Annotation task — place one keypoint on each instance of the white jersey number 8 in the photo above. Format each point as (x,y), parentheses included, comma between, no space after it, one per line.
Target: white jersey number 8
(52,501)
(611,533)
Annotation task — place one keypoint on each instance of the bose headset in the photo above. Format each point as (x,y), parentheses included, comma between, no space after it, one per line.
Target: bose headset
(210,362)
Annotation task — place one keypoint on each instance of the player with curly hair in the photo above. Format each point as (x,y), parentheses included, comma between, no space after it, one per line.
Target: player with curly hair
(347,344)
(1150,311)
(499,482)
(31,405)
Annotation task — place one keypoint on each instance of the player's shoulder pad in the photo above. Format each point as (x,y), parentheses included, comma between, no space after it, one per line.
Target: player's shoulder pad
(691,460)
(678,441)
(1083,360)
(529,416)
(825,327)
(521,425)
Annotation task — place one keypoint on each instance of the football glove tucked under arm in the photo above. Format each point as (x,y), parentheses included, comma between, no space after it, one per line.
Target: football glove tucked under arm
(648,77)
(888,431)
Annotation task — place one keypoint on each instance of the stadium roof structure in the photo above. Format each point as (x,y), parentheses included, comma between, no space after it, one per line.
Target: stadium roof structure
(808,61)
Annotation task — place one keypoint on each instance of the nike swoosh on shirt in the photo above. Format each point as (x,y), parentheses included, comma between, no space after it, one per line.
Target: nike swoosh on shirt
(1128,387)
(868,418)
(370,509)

- Task to complete: Retype the entire listing word for word.

- Task answer:
Annotation task — place one keypoint on each instance of the white jersey number 8 in the photo above. Format each point as (x,y), parentheses included, comma between, no space after it, one per line.
Target: white jersey number 8
(52,501)
(611,533)
Annotation task — place one keypoint on each instance of the bose headset in the photo above. Format each point as (x,y), parentheses included, comma between, no space after it, one per line.
Target: bose headset
(210,362)
Annotation task — place one keypoint on each instance of the player with curly hair in the photo above. Format each point as (x,y), parentheses included, comma between, no space after it, one per line.
Target: player with curly hair
(347,344)
(1150,311)
(499,482)
(31,405)
Annotation task — place one keypoint on each instance of the player's shoulder pad in the photo above. Format each point as (x,y), parentheses included, comma between, no space after it, one per line.
Target: player's shoulder pad
(691,460)
(678,441)
(1083,360)
(529,416)
(825,327)
(521,425)
Annotation task — place one keypoint on each instance of the football glove tucked under arm in the photo above. Format each point as (x,y), parentheses included, comma between, no space after it, one per line.
Target: football glove tucked under arm
(648,77)
(888,431)
Annotation task — place one keypoint on each instance of the stadium roof structure in the photo above. Format each point as (x,y), parentheses included, comma between, no space after it, one per line.
Target: stadium roof structure
(808,61)
Annotation task — place one keypoint on each instance of the nike swoosh on shirt in the photo above. Format each point as (x,y), parentheses included, comma between, no space after it, one per line.
Target: nike swoosh on shirt
(1128,387)
(868,418)
(370,509)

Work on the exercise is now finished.